Article:
▬▬▬▬▬▬

FAQ
I need to get the latest entry of a large table matching a certain criteria.
This is my query:

SELECT * FROM "data" WHERE "data"."fk" = 238496 ORDER BY "data"."id" DESC
LIMIT 1

This query is quite slow. If I do a explain on it, it seems that it uses an
Index Scan Backward.

If I omit the order by on the query:

SELECT * FROM "data" WHERE "data"."fk" = 238496 LIMIT 1

It is very fast. And the explain says that it uses Index scan. This is also
very fast if there aren't any matches. But I've read that I'm not guaranteed
to get the correct match If I do not use a order by, postgres just returns
its fastest possible match. Is this right? But will not the fastest possible
match always be the first match in the index? Is there another way to make
the order by query go faster?

Thanks!

Odd-R.

Search Discussions

  • James David Smith at Jun 29, 2011 at 2:23 pm
    Dear Odd,

    I am only a novice, but from what I understand from your email, you
    want to write a query that selects the newest record from the table
    for a certain set of data? To do this, I would use the MIN () function
    on a column such as 'time_of_entry' or 'order_id' if the 'order_id' is
    a sequence? Perhaps something like the below maybe...? Though my
    construction of the query is probably incorrect - I'm only learning!

    SELECT *
    FROM "data"
    WHERE
    "data"."fk" = '238496'
    AND
    "data"."id" = (SELECT MIN("data"."id")

    Cheers

    James



    On 29 June 2011 14:48, Odd Hogstad wrote:
    I need to get the latest entry of a large table matching a certain criteria.
    This is my query:

    SELECT * FROM "data" WHERE "data"."fk" = 238496 ORDER BY "data"."id" DESC
    LIMIT 1

    This query is quite slow. If I do a explain on it, it seems that it uses an
    Index Scan Backward.

    If I omit the order by on the query:

    SELECT * FROM "data" WHERE "data"."fk" = 238496 LIMIT 1

    It is very fast. And the explain says that it uses Index scan. This is also
    very fast if there aren't any matches. But I've read that I'm not guaranteed
    to get the correct match If I do not use a order by, postgres just returns
    its fastest possible match. Is this right? But will not the fastest possible
    match always be the first match in the index? Is there another way to make
    the order by query go faster?

▬▬▬▬▬▬

Data excerpt:

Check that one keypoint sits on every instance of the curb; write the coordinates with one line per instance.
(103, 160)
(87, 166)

▬▬▬▬▬▬

Exercise tasks:
**a.** From the thread about the slow PostgreSQL query, extract the passage starting with "I am only a" and going on through "I'm only learning!".
**b.** Continue the thread about the slow ORDER BY query from where it stops.

Outputs:
**a.**
I am only a novice, but from what I understand from your email, you
    want to write a query that selects the newest record from the table
    for a certain set of data? To do this, I would use the MIN () function
    on a column such as 'time_of_entry' or 'order_id' if the 'order_id' is
    a sequence? Perhaps something like the below maybe...? Though my
    construction of the query is probably incorrect - I'm only learning!

**b.**
    Thanks!

    Odd-R.

  • Jean-Yves F. Barbier at Jun 29, 2011 at 2:27 pm

    On Wed, 29 Jun 2011 15:48:56 +0200, Odd Hogstad wrote:

    SELECT * FROM "data" WHERE "data"."fk" = 238496 ORDER BY "data"."id" DESC
    LIMIT 1

    This query is quite slow. If I do a explain on it, it seems that it uses an
    Index Scan Backward.

    If I omit the order by on the query:

    SELECT * FROM "data" WHERE "data"."fk" = 238496 LIMIT 1

    It is very fast. And the explain says that it uses Index scan. This is also
    very fast if there aren't any matches. But I've read that I'm not guaranteed
    to get the correct match If I do not use a order by, postgres just returns
    its fastest possible match. Is this right? But will not the fastest possible
    match always be the first match in the index? Is there another way to make
    the order by query go faster?
    Unfortunately (and AFAIK), you don't have any other solution as you want the
    *latest* row; may be often clustering this table in this order would help a
    bit.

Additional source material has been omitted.